• _Given problem 1_: Repeat the stretch of the records from their first line through the line that contains "57,171 -> 365,514", including both ends, and leave the pictures out of your answer.
[start Provided text]
Abstract

A mathematical treatment of the idea that within you is a reflection of everything in the holographic universe...

First, the unit circle is taken to represent an individual object or being, having within, without, and a boundary.

Second, a relationship is defined corresponding each point without to a point within the unit circle. Essentially,  this relationship is the reciprical along the line to the origin.

In this model, information approaches infinite density near the origin center of the unit circle, reciprical of points more and more distant, when it appears to be equally distributed across the without. A mapping is created by which points within the unit circle take up an equal region as those from the without of the unit circle. This distorts the information density of the points scattered without, but makes the information density within reflect the density without.

Several features visible in the mapping are demonstrated, with open-ended philosophical interpretation.
[end Provided text]
[start Records to process]
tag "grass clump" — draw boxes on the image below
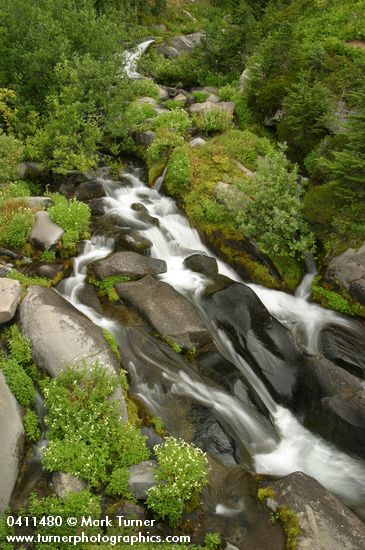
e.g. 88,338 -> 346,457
147,437 -> 209,525
48,193 -> 91,250
42,363 -> 149,487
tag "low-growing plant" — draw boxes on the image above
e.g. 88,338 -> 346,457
165,145 -> 191,195
48,193 -> 91,249
28,491 -> 101,550
23,410 -> 42,442
103,328 -> 121,361
0,355 -> 35,407
147,437 -> 209,525
89,275 -> 131,302
42,363 -> 149,487
0,204 -> 34,248
154,109 -> 191,135
147,128 -> 184,164
193,107 -> 232,134
106,468 -> 133,500
192,91 -> 209,103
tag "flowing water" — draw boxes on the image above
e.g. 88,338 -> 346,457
57,171 -> 365,514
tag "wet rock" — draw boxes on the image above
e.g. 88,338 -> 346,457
270,472 -> 365,550
133,130 -> 156,147
184,254 -> 218,277
29,211 -> 63,250
128,460 -> 158,500
189,100 -> 235,115
86,199 -> 105,216
204,283 -> 303,406
74,180 -> 106,202
189,138 -> 206,148
0,246 -> 22,260
295,356 -> 365,458
24,197 -> 53,210
52,472 -> 87,498
93,252 -> 167,279
320,322 -> 365,378
156,32 -> 204,59
77,284 -> 103,315
0,278 -> 22,323
141,426 -> 164,458
20,286 -> 119,376
115,275 -> 210,348
0,370 -> 24,514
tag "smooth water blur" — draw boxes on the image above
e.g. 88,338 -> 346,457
57,171 -> 365,513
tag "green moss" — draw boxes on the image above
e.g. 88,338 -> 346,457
103,328 -> 121,361
312,277 -> 365,317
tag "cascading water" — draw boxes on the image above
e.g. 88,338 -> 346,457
58,172 -> 365,513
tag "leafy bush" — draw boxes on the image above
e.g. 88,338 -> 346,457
0,129 -> 24,183
147,437 -> 209,525
193,108 -> 232,134
165,145 -> 190,195
23,410 -> 42,442
42,364 -> 149,487
0,207 -> 34,248
48,193 -> 91,249
106,468 -> 133,500
192,91 -> 209,103
224,147 -> 314,257
154,109 -> 191,135
0,355 -> 35,407
28,491 -> 101,550
147,128 -> 184,164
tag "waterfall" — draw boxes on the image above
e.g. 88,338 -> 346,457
61,168 -> 365,511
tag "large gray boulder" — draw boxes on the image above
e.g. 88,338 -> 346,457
20,286 -> 119,376
271,472 -> 365,550
128,460 -> 158,500
30,210 -> 63,250
156,32 -> 204,59
0,278 -> 22,323
325,243 -> 365,305
93,252 -> 167,279
0,370 -> 24,514
115,275 -> 210,348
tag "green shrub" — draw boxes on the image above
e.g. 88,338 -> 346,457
154,109 -> 191,135
147,437 -> 209,525
192,91 -> 209,103
165,145 -> 191,195
147,128 -> 184,165
0,205 -> 34,248
103,328 -> 121,361
0,129 -> 24,183
28,491 -> 101,550
42,364 -> 149,487
106,468 -> 133,500
193,107 -> 232,134
0,355 -> 35,407
48,193 -> 91,249
130,78 -> 160,101
23,410 -> 42,442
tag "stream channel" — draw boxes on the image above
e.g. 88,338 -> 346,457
55,168 -> 365,515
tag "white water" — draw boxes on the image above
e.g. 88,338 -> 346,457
123,39 -> 154,79
59,168 -> 365,511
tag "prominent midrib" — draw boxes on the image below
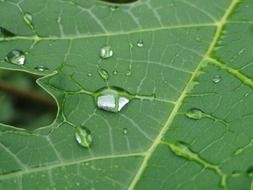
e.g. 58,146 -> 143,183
129,0 -> 239,190
0,23 -> 216,42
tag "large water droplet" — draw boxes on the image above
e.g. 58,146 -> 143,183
185,108 -> 206,120
24,13 -> 33,28
34,65 -> 49,72
137,40 -> 144,47
100,46 -> 113,59
0,27 -> 15,37
96,88 -> 132,112
5,50 -> 25,65
98,68 -> 109,80
75,127 -> 93,148
212,75 -> 222,84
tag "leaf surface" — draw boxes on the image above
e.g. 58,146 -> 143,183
0,0 -> 253,190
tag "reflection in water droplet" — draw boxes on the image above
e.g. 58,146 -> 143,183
122,128 -> 128,135
185,108 -> 206,120
110,6 -> 119,11
112,70 -> 118,75
95,88 -> 131,112
0,27 -> 15,37
100,46 -> 113,59
24,13 -> 33,28
34,65 -> 49,72
212,75 -> 222,84
75,127 -> 93,148
5,50 -> 25,65
126,71 -> 132,77
98,68 -> 109,80
137,41 -> 144,47
97,94 -> 116,112
118,97 -> 129,111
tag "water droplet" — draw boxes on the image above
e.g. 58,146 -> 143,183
122,128 -> 128,135
126,71 -> 132,77
5,50 -> 25,65
112,70 -> 118,75
0,27 -> 15,37
24,13 -> 33,28
137,41 -> 144,47
95,88 -> 131,112
98,68 -> 109,80
75,127 -> 93,148
34,65 -> 49,72
100,46 -> 113,59
185,108 -> 206,120
118,97 -> 129,111
110,6 -> 119,11
212,75 -> 222,84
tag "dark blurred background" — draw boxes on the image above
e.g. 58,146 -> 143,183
0,70 -> 57,130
[end Records to process]
• _Given problem 2_: According to the abstract on the holographic unit circle, why does information approach infinite density near the center of the circle?

• _Complete output 1_:
tag "grass clump" — draw boxes on the image below
e.g. 88,338 -> 346,457
147,437 -> 209,525
48,193 -> 91,250
42,363 -> 149,487
tag "low-growing plant" — draw boxes on the image above
e.g. 88,338 -> 346,457
165,145 -> 191,195
48,193 -> 91,249
28,491 -> 101,550
23,410 -> 42,442
103,328 -> 121,361
0,355 -> 35,407
147,437 -> 209,525
89,275 -> 131,302
42,363 -> 149,487
0,204 -> 34,248
154,109 -> 191,135
147,128 -> 184,164
193,107 -> 232,134
106,468 -> 133,500
192,91 -> 209,103
tag "flowing water" — draw boxes on the image above
e.g. 88,338 -> 346,457
57,171 -> 365,514

• _Complete output 2_: Each point outside the unit circle corresponds to a point inside it by taking the reciprocal along the line to the origin. Points more and more distant outside therefore land closer and closer to the center, even though that information appears equally distributed outside the circle.